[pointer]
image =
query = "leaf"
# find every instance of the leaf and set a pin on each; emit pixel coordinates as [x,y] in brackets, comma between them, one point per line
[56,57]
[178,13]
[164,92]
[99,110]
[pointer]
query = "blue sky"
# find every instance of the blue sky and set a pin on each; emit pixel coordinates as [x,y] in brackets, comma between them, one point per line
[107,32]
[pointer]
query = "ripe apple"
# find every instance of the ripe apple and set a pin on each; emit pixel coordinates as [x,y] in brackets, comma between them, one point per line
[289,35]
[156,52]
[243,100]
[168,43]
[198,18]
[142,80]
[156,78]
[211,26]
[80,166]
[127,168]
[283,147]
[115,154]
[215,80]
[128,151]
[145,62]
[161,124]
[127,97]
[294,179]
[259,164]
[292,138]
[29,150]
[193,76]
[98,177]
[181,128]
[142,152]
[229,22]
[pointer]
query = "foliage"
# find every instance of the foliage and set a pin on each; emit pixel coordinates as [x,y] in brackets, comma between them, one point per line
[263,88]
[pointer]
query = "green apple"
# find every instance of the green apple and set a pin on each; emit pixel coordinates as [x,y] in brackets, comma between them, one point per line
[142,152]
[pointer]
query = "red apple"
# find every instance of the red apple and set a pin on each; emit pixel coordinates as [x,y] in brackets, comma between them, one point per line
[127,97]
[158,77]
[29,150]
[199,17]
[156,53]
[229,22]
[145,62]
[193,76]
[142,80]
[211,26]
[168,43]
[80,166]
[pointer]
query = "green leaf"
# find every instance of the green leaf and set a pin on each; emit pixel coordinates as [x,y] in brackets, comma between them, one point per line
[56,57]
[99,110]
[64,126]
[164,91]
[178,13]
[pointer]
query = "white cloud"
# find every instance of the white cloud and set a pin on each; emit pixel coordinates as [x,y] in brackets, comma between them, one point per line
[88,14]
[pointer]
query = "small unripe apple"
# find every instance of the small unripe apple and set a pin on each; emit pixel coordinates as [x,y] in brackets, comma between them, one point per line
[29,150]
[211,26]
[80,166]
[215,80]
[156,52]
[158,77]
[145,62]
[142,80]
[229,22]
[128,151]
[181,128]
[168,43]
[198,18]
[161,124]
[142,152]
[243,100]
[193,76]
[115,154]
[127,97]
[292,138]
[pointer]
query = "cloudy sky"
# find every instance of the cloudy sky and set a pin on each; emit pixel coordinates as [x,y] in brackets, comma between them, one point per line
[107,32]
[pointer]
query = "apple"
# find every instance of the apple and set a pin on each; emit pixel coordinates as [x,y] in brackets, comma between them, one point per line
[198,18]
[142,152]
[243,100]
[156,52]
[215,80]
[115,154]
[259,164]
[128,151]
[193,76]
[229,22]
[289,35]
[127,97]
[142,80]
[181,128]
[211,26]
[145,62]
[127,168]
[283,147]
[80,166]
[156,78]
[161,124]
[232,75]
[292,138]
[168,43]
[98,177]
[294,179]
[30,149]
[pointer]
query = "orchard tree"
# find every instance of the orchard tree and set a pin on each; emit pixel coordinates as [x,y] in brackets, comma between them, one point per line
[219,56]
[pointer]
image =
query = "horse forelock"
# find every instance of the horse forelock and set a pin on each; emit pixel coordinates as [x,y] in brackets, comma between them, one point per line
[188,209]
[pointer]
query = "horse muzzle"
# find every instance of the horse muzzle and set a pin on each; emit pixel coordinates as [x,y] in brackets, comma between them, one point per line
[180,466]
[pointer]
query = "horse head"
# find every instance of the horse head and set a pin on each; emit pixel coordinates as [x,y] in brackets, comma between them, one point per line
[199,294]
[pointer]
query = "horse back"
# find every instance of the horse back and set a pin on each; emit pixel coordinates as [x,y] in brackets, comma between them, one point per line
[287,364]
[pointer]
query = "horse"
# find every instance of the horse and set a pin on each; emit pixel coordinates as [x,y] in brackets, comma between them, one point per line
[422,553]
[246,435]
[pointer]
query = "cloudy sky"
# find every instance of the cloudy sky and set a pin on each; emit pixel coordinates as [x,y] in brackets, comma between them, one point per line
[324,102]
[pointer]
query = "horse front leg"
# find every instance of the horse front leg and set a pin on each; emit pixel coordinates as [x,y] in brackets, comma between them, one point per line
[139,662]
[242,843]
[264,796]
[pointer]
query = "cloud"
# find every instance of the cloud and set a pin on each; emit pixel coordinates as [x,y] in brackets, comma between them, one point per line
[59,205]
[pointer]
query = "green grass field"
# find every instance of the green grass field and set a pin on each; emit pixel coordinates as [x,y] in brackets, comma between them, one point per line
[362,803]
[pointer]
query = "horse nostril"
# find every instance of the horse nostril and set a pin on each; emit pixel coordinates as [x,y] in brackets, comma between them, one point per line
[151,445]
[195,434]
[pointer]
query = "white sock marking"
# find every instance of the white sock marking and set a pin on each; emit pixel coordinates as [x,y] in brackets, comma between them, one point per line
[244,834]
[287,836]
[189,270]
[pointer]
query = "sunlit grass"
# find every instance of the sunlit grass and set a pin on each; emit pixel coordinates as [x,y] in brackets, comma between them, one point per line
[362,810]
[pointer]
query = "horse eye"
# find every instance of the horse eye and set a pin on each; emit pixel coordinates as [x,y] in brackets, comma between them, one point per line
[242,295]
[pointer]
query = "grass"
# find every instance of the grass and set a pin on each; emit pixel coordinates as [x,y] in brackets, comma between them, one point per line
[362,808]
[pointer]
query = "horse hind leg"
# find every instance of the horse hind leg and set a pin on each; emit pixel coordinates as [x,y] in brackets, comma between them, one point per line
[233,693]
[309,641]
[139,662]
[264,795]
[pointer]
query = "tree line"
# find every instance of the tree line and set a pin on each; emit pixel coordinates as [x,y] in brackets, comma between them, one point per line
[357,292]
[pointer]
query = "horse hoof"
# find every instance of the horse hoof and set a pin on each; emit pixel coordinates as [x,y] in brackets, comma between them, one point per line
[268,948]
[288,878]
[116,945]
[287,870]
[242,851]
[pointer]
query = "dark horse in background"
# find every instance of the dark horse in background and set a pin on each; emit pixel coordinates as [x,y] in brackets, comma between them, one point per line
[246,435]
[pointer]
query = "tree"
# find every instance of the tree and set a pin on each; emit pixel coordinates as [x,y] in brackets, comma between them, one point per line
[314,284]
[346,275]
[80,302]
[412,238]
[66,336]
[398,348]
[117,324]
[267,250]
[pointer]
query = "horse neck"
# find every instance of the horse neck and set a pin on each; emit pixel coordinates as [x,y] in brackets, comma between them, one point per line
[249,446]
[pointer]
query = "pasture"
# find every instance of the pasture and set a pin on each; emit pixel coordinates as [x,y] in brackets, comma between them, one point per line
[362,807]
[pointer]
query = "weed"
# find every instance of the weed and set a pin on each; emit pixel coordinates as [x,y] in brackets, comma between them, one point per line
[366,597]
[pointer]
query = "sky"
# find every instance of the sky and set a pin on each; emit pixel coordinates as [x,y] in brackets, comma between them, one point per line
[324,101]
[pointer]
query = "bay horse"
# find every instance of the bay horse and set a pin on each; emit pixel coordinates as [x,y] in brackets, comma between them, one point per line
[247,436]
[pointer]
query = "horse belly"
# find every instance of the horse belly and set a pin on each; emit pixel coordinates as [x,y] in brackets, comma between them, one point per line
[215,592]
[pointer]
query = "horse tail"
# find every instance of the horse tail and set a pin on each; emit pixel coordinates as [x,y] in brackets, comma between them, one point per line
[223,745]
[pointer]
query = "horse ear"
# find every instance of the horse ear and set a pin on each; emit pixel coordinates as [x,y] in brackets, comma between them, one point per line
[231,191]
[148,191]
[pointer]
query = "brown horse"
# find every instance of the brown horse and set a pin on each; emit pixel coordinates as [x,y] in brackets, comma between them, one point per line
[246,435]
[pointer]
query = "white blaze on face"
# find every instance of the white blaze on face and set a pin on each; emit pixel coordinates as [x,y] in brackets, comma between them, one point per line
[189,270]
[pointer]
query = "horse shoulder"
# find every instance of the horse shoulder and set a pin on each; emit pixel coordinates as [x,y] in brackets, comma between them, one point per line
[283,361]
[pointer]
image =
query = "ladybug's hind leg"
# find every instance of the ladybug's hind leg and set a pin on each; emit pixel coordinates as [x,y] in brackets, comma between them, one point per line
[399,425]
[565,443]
______
**GIVEN EXERCISE:** From the records above, collect every line that contains the word "pasture" and copy each one out.

**REPLY TO THE TASK:**
query = "pasture"
# find every instance of the pasture and set a pin on each; emit pixel coordinates as [x,y] in brackets, comma between them, one point per line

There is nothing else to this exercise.